After completing the roof, Plaintiff submitted a bill to the Defendants for the balance due on the roof. The Defendants took issue with the invoice for two reasons: (1) the price did not match the quotes, and (2) Defendants believed that payment would not be due until all items on both quotes were completed. Ultimately, the parties parted ways and Defendants asked Plaintiff to not return to their home leaving the remainder of the work listed on the two quotes uncompleted. 

Plaintiff sued the Defendants alleging breach of contract, seeking payment for the finished roof. The matter proceeded to a bench trial where the trial court found that the two quotes and the 30% payment operated as an implied contract and not an express one. The trial court also held that Plaintiff did partially perform the agreement and should be paid for the roof installation. 

The Defendants appealed, arguing that Plaintiff could not recover in this case because Plaintiff only alleged a breach of an express contract and did not seek recovery for breach of an implied contract. The appellate court disagreed. The court noted that under Ohio law there are three types of contracts: (1) express contracts, (2) implied in fact contracts, and (3) implied in law contracts.

▶ [SUPPLIED MATERIAL]
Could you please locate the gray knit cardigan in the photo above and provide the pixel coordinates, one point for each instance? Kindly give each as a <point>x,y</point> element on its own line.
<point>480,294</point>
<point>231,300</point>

▶ [WORK TO DO]
1/ From the passage on the roofing contract dispute, list the types of contracts that the appellate court says exist under Ohio law.
2/ Proceed with the passage on the roofing contract dispute, picking up right after its final sentence.

▶ [EXERCISE RESPONSES]
1/
1. Express contracts
2. Implied in fact contracts
3. Implied in law contracts

2/
The court went on further to explain when the three different kinds of contracts are created. An express contract is created when there is an offer and acceptance of written terms. An implied in fact contract requires a “meeting of the minds” and that “is shown by the surrounding circumstances which [make] it inferable that [a] contract exists as a matter of tacit understanding.” Lastly, with an implied in law contract “there is no meeting of the minds” but the law will create civil liability for a person in receipt of benefits which they are not justly entitled to retain.   

The appellate court held that the trial court correctly found there was no express contract between the parties, rather there was an implied in fact contract. The court reasoned that the two written quotes and the 30% prepayment created a tacit understanding amongst the parties. Furthermore, the court concluded that because an implied contract existed amongst the parties, Plaintiff is entitled to recover for the work they did do. Lastly, the trial court noted that Defendants should have been aware that Plaintiff’s breach of contract claim would not only apply to express contracts but also to implied contracts. 

Noncompetition Agreement Found to be Unenforceable.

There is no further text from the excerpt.